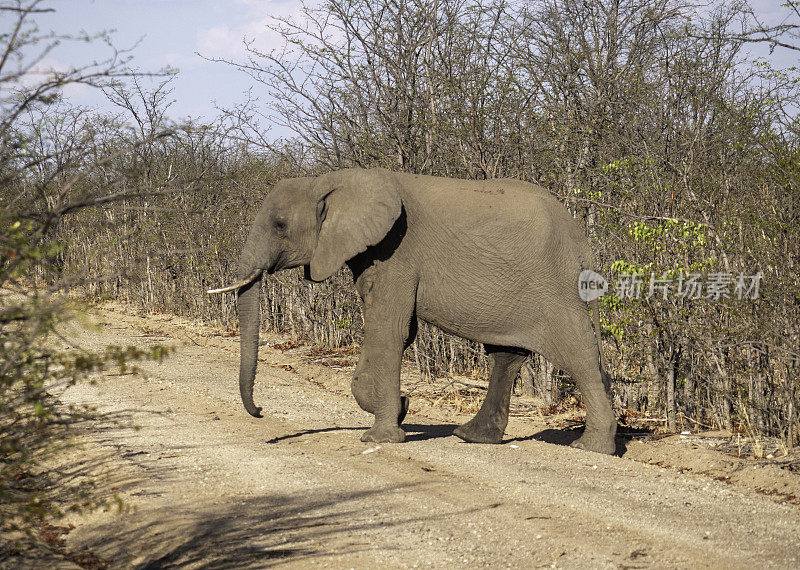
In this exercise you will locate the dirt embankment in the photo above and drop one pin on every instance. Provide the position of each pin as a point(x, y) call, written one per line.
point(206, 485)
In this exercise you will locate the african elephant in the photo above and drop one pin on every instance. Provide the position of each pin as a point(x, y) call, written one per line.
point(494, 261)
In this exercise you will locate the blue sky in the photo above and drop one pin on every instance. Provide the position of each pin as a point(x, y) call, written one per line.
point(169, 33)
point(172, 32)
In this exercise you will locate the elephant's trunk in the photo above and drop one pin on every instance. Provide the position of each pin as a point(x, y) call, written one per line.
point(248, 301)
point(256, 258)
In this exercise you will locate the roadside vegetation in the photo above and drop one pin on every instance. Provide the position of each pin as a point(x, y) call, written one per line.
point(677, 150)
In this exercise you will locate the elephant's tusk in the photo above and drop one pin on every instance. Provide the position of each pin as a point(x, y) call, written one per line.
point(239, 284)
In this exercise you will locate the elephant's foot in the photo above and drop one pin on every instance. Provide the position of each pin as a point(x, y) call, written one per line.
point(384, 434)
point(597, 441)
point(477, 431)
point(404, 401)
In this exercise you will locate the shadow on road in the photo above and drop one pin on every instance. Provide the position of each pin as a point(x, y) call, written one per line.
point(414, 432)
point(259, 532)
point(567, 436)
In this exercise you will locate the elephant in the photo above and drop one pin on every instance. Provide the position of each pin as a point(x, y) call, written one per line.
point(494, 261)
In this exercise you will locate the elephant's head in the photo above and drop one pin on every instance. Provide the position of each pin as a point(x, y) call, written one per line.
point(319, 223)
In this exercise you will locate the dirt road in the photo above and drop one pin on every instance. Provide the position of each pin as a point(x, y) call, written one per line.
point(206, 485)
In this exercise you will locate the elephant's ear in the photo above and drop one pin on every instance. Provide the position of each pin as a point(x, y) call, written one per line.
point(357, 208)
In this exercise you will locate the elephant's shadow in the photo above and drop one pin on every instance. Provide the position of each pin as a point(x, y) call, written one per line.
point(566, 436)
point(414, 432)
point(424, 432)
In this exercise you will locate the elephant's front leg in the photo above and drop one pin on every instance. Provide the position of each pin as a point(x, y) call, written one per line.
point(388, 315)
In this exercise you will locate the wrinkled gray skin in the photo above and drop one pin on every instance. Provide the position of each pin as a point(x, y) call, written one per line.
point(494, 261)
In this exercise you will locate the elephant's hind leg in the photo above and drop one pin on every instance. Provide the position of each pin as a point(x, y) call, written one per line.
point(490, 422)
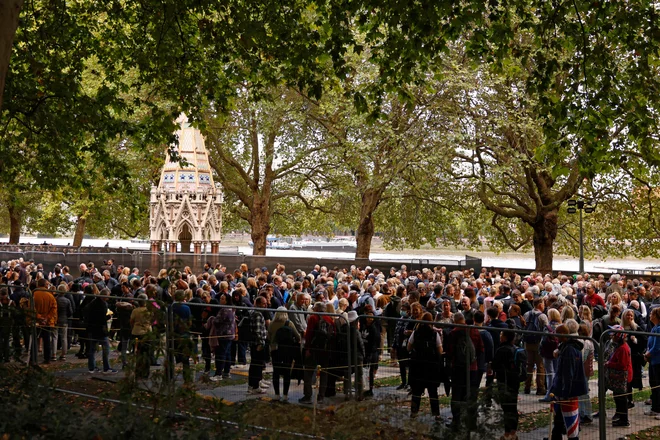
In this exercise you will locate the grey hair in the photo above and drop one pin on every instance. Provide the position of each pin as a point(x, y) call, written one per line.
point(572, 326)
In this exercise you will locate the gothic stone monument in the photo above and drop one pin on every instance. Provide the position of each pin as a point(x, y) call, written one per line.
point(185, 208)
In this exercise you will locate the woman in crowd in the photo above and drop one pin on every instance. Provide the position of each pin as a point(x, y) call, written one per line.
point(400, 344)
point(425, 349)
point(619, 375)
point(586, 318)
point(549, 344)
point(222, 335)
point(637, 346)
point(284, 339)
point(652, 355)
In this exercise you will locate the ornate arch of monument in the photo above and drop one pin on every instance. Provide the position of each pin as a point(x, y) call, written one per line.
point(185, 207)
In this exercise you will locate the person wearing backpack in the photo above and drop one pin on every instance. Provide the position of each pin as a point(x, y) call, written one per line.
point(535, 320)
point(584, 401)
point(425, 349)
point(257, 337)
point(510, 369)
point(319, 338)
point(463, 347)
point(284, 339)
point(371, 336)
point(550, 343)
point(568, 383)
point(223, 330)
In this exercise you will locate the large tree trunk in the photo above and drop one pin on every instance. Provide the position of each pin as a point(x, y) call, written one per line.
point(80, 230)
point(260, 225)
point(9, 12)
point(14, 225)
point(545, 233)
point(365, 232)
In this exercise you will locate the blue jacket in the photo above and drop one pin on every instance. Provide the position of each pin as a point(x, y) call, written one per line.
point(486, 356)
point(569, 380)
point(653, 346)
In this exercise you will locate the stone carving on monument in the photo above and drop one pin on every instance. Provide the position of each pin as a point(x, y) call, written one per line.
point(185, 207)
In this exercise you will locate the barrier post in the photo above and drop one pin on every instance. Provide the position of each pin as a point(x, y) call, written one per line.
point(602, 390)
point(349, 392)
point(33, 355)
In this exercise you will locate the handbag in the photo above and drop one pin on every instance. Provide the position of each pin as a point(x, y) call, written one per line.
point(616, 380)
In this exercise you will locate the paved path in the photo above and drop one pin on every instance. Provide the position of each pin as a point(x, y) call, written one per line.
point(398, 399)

====

### WHAT YOU ARE ASKED TO DO
Please print every record exactly, leaving out the pictures.

### ANSWER BELOW
In this exercise you will locate the dirt embankment in the photo above and drop one pin on every instance. Provide the position of each pin as a point(x, y) call, written one per line.
point(206, 485)
In this exercise you will locate the african elephant in the photo above and drop one pin on every instance. Provide the position of each pin as a point(x, y) call, written one per line.
point(494, 261)
In this exercise you will locate the blue sky in the photo above and drop one pin on every instance. Provide the position of each pin as a point(x, y) call, written one per line.
point(169, 33)
point(172, 32)
In this exercise you will locate the elephant's trunk in the photo above and drop one pin on every instance. Provide the position of each pin as a point(x, y) call, written one per line.
point(248, 301)
point(256, 258)
In this exercise you will locate the roadside vegetation in the photo above and drop one pin on every instance. Provide the position of each pin as a point(x, y) call, written one per line.
point(677, 150)
In this exercise you will locate the elephant's tusk in the photo above and drop one pin on every instance. Provide the position of each pin as a point(x, y) call, written one per line.
point(239, 284)
In this exercise you will locate the elephant's foot in the photo above and drop one pin on every instance. Provide the position of each pin as a point(x, y) call, written one per line.
point(384, 434)
point(597, 441)
point(477, 431)
point(404, 401)
In this exercise you will locate the shadow on road in the photo above and drop one pin on every instance. Provide the position of each pin as a point(x, y) call, written one per line.
point(414, 432)
point(259, 532)
point(567, 436)
In this exercise you will locate the elephant in the photo above and drop one pin on every instance. Provide the position of each pin as a point(x, y) call, written one per line.
point(494, 261)
In this exercise you will locate the elephant's head in the photo above and drop one pin on every instance. Provide the position of each pin as a point(x, y) call, written one per line.
point(319, 223)
In this exercise you will locate the dirt road in the photo above and drop one pin on every instance. Provide the position of each pin as a point(x, y) call, written one per line.
point(206, 485)
In this exercise you will locate the elephant's ear in the photo above and drop one pin on every instance. Provide the position of each pin as a point(x, y) call, written one per line.
point(357, 208)
In this exercise you will locate the elephant's shadow in the photo above and drop one pin on every instance. Provide the position of each pin as a point(x, y) call, written one per line.
point(566, 436)
point(414, 432)
point(424, 432)
In this exercise you will locate the elephant's front leg in the photo above and drop one pin on every instance. Provide the position of each pin as a point(x, y) call, written one per line.
point(388, 315)
In this exercise you will locate the wrinkled gray skin in the photo above and drop one pin on every instance. Provide the position of each pin as a point(x, y) call, written one per line.
point(494, 261)
In this exercise you will locate the elephant's hind leg in the photo above and drop one pin on every instance. Provide the position of each pin as a point(x, y) call, written one per line.
point(490, 422)
In this exercise you will locate the grey hair in the photo above and drop one pin on every instance. Provide the position of each pin as a point(x, y) call, written one per line.
point(572, 326)
In this exercise you will locate the gothic stone monument in the photo above and drop one pin on every instance. Provide the position of each pin as a point(x, y) call, written one per line.
point(185, 208)
In this exercise you will locate the woman in crowd in the photo above and drop one pin on every instance. Provide the position of each pin as a point(x, y) call, written one per line.
point(400, 344)
point(425, 349)
point(619, 375)
point(586, 318)
point(549, 344)
point(222, 335)
point(637, 346)
point(284, 339)
point(652, 355)
In this exercise you will locate the ornate arch of monument in the photo above and drop one pin on every instance. Provide the position of each pin as a point(x, y) call, written one per line.
point(185, 207)
In this exercise you will locate the person wearing backpack in the photo above and drop one pin on every instance. Provide the position of each pin as a point(x, y) call, written one per line.
point(535, 320)
point(584, 401)
point(425, 349)
point(257, 337)
point(510, 369)
point(319, 338)
point(463, 347)
point(284, 339)
point(371, 336)
point(550, 343)
point(568, 383)
point(223, 330)
In this exercise you will locate the large tree trunk in the photo above and drop one pin on every instance. Provide the position of each pin as a point(x, y) call, written one per line.
point(80, 230)
point(260, 225)
point(9, 12)
point(14, 225)
point(545, 233)
point(365, 232)
In this exercise you will locate the blue jacket in the photo above and drop one pin on every instance. Provide the position of each pin as a point(x, y) call, written one per line.
point(486, 356)
point(569, 380)
point(653, 346)
In this exercise you will locate the stone carving on monument in the photo above and drop one pin on every instance. Provide the position of each pin as a point(x, y) call, written one per line.
point(185, 207)
In this exercise you will locate the barrier post in the photo above and drop one pin on every instance. Provide the position of each pin as a point(x, y) call, written one per line.
point(602, 390)
point(349, 392)
point(33, 355)
In this exercise you will locate the handbag in the photo above and drop one pin on every instance. Provide the position of each pin as a point(x, y) call, written one per line.
point(616, 380)
In this exercise you will locate the paved path in the photo above and drop one pin on every instance. Provide the position of each pin as a point(x, y) call, written one per line.
point(398, 399)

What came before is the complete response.